_Text_
★ ★ ★ ★

Natürlich ist die Kernzone ein wichtiges Element jeder Biosphäre, um den gewünschten Dreiklang von ökologischen, wirtschaftlichen und sozialen Aspekten zu erhalten. Doch verstellt die allseitige Fixierung darauf leicht den Blick auf eine viel grundlegendere Frage: Was könnte (und sollte) die Rhön auf dem großen Rest ihrer Fläche sein, um dem Anspruch einer Modellregion zu genügen?

Überzeugungstäter gesucht

Ortstermin beim Förster Joachim Schleicher. Der Kreisvorsitzende des BUND in Fulda hat sein Revier mitten im Biosphärenreservat: strukturreiche Wälder, deren Anteil an Laub- und Totholz ständig wächst. Schleicher engagiert sich seit der Gründung 1991 für die Modellregion, anfangs mit viel Enthusiasmus. So bemühte er sich um Standards, die geeignet sein könnten, "best practice" zu demonstrieren - von der Land- über die Forstwirtschaft bis zur Bauordnung. Galt es doch die Rhön in eine Art Freiluftlabor zu verwandeln, ein Experimentierfeld, das dank nachhaltiger Nutzung zukunftsweisend in die Region ausstrahlt. Und dieser Anspruch gilt bis heute. Zumindest wird er überall dort formuliert, wo die Biosphäre für sich wirbt.
An Ideen und Konzepten fehlte es nicht. Um sie mit Leben zu füllen, sind aber viele gefragt: Behörden, Bürgermeister, Bauern, letztlich alle, die in der Biosphäre leben und arbeiten. Joachim Schleicher machte eine wiederkehrende Erfahrung: Warb er in Behörden dafür, stärker als Teil einer Modellregion zu agieren, bekam er zur Antwort: Für die Umsetzung sei doch die Verwaltung des Biosphärenreservates zuständig.
Die aber ist dafür nicht ausgestattet. Sie kann für die Ziele der Biosphäre werben, ja. Sie bleibt aber machtlos, wenn an den Schaltstellen - in den Behörden - die Überzeugungstäter fehlen. So oder so ähnlich gilt dies wohl für alle deutschen Biosphärenreservate.
In der Rhön kommt erschwerend hinzu, dass ihre Flächenanteile in Bayern, Hessen und Thüringen getrennt verwaltet werden, ein Umstand, den der BUND seit langem kritisiert. Die Wälder und Felder der Rhön werden folglich bis heute nicht anders bewirtschaftet als die außerhalb der Modellregion.

★ ★ ★ ★

Zeilen aus einem Datensatz zur Box-Beschriftung:
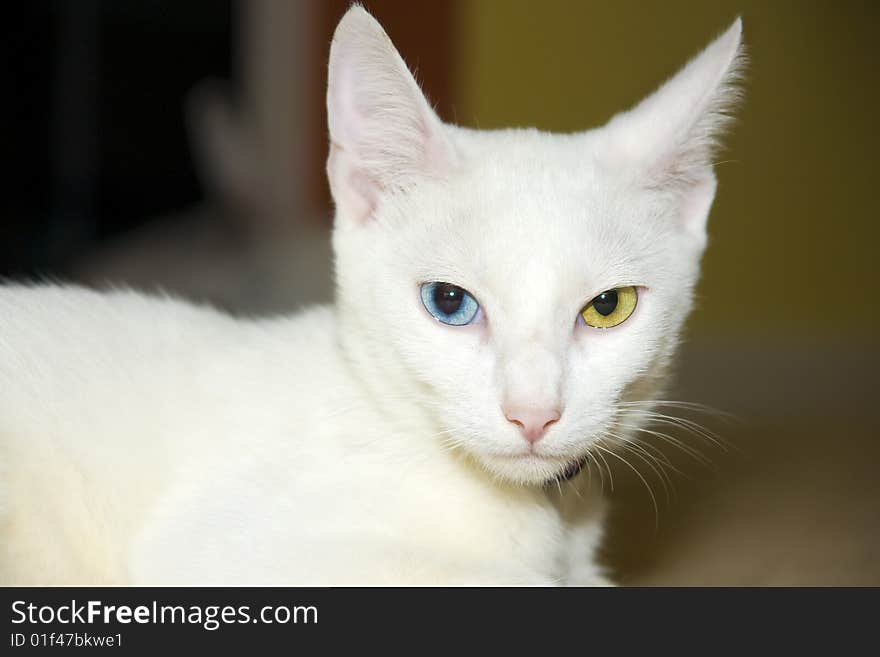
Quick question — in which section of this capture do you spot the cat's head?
[327,7,741,483]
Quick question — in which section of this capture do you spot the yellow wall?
[455,0,880,338]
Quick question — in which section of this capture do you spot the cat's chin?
[481,454,587,486]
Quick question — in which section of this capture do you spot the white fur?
[0,7,740,585]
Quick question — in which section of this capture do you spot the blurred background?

★ ★ ★ ★

_Aufgaben_
a. Schreiben Sie aus dem Text über das Biosphärenreservat Rhön den Abschnitt wortgetreu ab, der bei den Worten „Die aber ist“ beginnt und nach den Worten „außerhalb der Modellregion.“ endet.
b. Führen Sie den Text über das Biosphärenreservat Rhön im Anschluss an seinen letzten Satz weiter.
Die Auflistung wird für die Bearbeitung nicht gebraucht.

_Lösungen_
a.
Die aber ist dafür nicht ausgestattet. Sie kann für die Ziele der Biosphäre werben, ja. Sie bleibt aber machtlos, wenn an den Schaltstellen - in den Behörden - die Überzeugungstäter fehlen. So oder so ähnlich gilt dies wohl für alle deutschen Biosphärenreservate.
In der Rhön kommt erschwerend hinzu, dass ihre Flächenanteile in Bayern, Hessen und Thüringen getrennt verwaltet werden, ein Umstand, den der BUND seit langem kritisiert. Die Wälder und Felder der Rhön werden folglich bis heute nicht anders bewirtschaftet als die außerhalb der Modellregion.

b.
Wertvolle Bergwiesen

Dass in der Rhön eine wirklich sehenswerte Kulturlandschaft erhalten blieb, hat andere Ursachen. Der "Hochrhöner", 2010 zu Deutschlands schönstem Wanderweg gekürt, bietet auf 180 Kilometern Länge tolle Ausblicke ins "Land der offenen Fernen". Vor allem in den Höhenlagen prägen schier endlose Bergwiesen das Bild. Im Frühsommer blühen hier Schlangenknöterich, Waldstorchschnabel, Wiesenknopf und Teufelskrallen, auch Arnika, Katzenpfötchen und viele Orchideen.
Der Erhaltung der Goldhaferwiesen und Borstgrasrasen dienen auf bayerischer Seite die beiden größten außeralpinen Naturschutzgebiete des Landes, "Lange Rhön" und "Schwarze Berge". Späte Mahdtermine und extensive Beweidung sichern die Zukunft dieser Kulturlandschaft - und das schon lange vor Gründung des Biosphärenreservats. Dessen Status dagegen bewahrt das Land abseits der Schutzgebiete, in der großen "Entwicklungszone " der Biosphäre, nicht davor, wie andernorts immer intensiver bewirtschaftet zu werden.

Aktive Naturschützer

Immerhin: Die Idee einer nachhaltigen Wertschöpfung kann in der Rhön auf viele Verbündete zählen. So erwarb der Bund Naturschutz (BUND in Bayern) 1986 mit den 33 Hektar großen "Gassenwiesen" am Südhang der Langen Rhön ein echtes Kleinod. Eine Feriensiedlung drohte Quellfluren, Bachläufe, Magerrasen und Hochstaudenfluren zu vernichten - Lebensraum von über 500 Tier- und Pflanzenarten. Als idealer "Rasenmäher " bot sich das traditionelle Rhönschaf an.
Auf Initiative des im BUND aktiven Zoologieprofessors Gerhard Kneitz erwarb man eine kleine Herde der damals vom Aussterben bedrohten Tiere. Unter Obhut des Schäfers Josef Kolb wuchs sie auf 320 Muttertiere an. Das Projekt wurde zum Vorbild: Mehrere Herden der schwarzköpfigen Schafe ziehen heute wieder über die Kuppen der Rhön. Ihr vorzügliches Fleisch findet sich auf vielen Speisekarten der Region.
Ganz im Geiste der "Biosphäre" engagieren sich auch die BUND-Ehrenamtlichen im Nachbarlandkreis Bad Kissingen. Unter der Leitung von Ulf Zeidler haben sie über hundert Hektar Grund erworben: artenreiche Wiesen, Teiche, in denen die bedrohte Geburtshelferkröte laicht, und Auenflächen entlang der Sinn, einem Zufluss der fränkischen Saale, die der Biber in raschem Tempo umgestaltet. Daneben setzt sich die Kreisgruppe dafür ein, die erst vor zehn Jahren stillgelegte Bahnlinie wieder in Betrieb zu nehmen, die über Gemünden ins Zentrum der Rhön führt.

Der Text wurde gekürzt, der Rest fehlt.